--- Start of EXTRACT TO READ ---

First, we thought babies would work and I recorded all kinds of vocals from children, cooing, babbling, etc. But it’s very hard getting a performance out of a baby. I ended up just doing it myself, in combination with a synthesizer, a keyboard. I combined that with my own voice, so about 50 percent was me trying to sound electronic and the other half was the synthesizer trying to sound human-like, and it was blending the two together. I ended up with a series of expressive sounds, to indicate what R2-D2 was thinking at any moment. Because there was a human performance in it, you had a sense of R2 being alive, being sentient, having some sort of soul. That was the key, injecting the human element, but disguising it so it didn’t just sound like someone impersonating a robot.
It wasn’t until a test screening of the film that we knew it worked. The movie starts with two robots talking to each other. It’s just C-3PO and R2-D2 making beeps and boops. It’s a lot to expect for the audience to get that but, fortunately, they did. And we realized that we were on the right track with the robot language.
It’s really incredible to see, watching Star Wars again, how little of those invented languages, R2-D2’s language, Chewbacca’s language, the Ewoks, is ever translated.
George’s intention from the beginning was to not have any subtitling. A lot of times, C-3PO translates what R2-D2 is saying, but for the rest of it, you can infer the meaning because of our universal understanding of non-word expressive sounds. We worked really hard to get those expressive sounds in there. So when R2-D2 makes a rude sound, you know he’s cursing, that he’s frustrated. He can be cute, he can be innocent. And that was important to us — that he was like this little five-year-old in the midst of all this warfare and traveling through the desert, whatever. It’s hard to go back and describe how we were imagining it because we didn’t know, or think we’d be talking about it 50 years later.
You used your own voice on so many of the “sound effects” you created. Is it true that Darth Vader’s breathing is actually you too?
Yes, that’s me breathing. It came about because the script described Darth Vader as having a respirator, some kind of breath mask with a life support system. That’s about as far as the description went. I went to a dive shop here in Marin County where they sold equipment and gave evening lessons. After the lessons were over, there were all these scuba tanks with regulators just lying around the pool. I went around and just recorded different ones breathing through them at different rates. I had a little tiny microphone that I could stuff inside the valve, so it was a very magnified recording of this mechanical opening and closing. Then later I slowed the recording down a bit and that became Darth Vader. We had to cut the breathing to be in rhythm with the speech of James Earl Jones [who voiced Vader] but it was fairly straightforward. Initially, I had too many sounds going: There was the respirator, then beeping, and clicking, mechanical sounds when he was moving, but it was too distracting. So I stripped everything away except the breathing. Which of course stuck and has become iconic.

--- End of EXTRACT TO READ ---

PARTS OF THE EXERCISE:
1. Summarize the interview about Star Wars sound in two sentences.
2. Report how many lines of the entries contain the string "rocky", where case counts. Give only the number.

--- Start of EXTRACTED INFORMATION ---

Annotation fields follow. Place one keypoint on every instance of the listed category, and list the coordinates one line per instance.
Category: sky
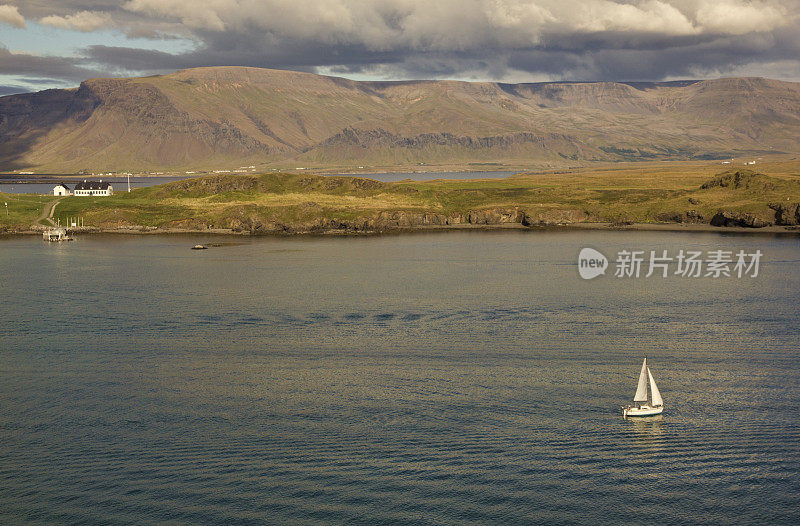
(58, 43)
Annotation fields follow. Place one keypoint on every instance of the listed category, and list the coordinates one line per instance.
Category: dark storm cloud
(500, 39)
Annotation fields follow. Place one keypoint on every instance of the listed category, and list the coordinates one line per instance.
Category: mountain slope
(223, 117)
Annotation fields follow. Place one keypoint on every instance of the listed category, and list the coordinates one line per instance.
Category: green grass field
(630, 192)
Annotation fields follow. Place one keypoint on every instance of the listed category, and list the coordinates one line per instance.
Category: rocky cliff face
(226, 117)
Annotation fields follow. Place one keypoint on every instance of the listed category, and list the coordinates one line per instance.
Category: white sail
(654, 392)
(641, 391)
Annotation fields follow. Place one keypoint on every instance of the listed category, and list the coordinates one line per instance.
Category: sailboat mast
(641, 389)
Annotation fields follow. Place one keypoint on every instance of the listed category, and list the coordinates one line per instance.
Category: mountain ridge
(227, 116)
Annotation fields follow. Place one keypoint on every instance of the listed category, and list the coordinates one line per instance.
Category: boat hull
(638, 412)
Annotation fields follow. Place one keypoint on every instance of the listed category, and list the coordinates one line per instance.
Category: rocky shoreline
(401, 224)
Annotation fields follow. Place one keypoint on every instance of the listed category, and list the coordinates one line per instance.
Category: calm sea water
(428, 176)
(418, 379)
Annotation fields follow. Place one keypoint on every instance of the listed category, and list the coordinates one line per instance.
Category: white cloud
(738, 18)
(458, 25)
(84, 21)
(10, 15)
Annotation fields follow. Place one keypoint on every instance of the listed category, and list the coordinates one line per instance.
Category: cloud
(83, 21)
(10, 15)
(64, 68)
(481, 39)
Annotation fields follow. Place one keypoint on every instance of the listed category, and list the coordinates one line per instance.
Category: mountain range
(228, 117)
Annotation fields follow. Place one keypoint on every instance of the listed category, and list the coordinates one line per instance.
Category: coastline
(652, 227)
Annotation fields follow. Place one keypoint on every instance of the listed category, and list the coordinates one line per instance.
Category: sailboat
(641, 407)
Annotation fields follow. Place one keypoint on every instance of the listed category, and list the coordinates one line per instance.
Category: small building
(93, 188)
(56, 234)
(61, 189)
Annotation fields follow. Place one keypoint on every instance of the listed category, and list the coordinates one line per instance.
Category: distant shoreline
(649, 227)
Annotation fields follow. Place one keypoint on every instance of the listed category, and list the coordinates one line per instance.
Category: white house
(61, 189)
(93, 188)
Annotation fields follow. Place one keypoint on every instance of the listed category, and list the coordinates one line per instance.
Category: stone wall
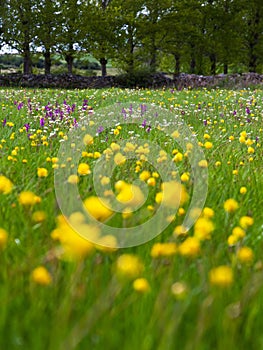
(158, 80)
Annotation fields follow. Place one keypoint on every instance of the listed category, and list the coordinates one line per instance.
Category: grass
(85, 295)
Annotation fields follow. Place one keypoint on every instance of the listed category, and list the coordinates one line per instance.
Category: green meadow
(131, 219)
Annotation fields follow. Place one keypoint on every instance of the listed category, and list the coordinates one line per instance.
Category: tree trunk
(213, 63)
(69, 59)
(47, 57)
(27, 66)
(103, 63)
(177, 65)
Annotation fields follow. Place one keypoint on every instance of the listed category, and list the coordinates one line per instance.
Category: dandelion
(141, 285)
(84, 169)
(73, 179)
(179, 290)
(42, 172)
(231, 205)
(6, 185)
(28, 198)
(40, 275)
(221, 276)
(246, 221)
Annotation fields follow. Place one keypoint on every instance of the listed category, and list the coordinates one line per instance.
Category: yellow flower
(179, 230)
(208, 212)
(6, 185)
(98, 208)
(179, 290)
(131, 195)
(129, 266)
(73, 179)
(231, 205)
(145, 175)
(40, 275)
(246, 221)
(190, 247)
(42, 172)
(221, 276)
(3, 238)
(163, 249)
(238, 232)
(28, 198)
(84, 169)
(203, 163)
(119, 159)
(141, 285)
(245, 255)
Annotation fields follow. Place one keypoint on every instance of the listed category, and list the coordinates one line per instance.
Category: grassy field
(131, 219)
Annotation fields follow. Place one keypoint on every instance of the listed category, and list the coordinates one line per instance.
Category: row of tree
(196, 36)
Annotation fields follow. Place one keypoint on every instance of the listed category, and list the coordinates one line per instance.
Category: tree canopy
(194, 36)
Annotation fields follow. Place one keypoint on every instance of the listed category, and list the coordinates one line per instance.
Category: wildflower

--- End of EXTRACTED INFORMATION ---

CORRECT ANSWERS:
1. The speaker built R2-D2's voice by blending the speaker's own voice with a synthesizer, which gave the robot a disguised human element that made it seem alive, and a test screening showed that audiences understood the robot language without subtitles. Darth Vader's breathing is also the speaker's: it came from recordings made through scuba regulators at a dive shop, which were slowed down and then stripped of every other sound except the breathing.

2. 2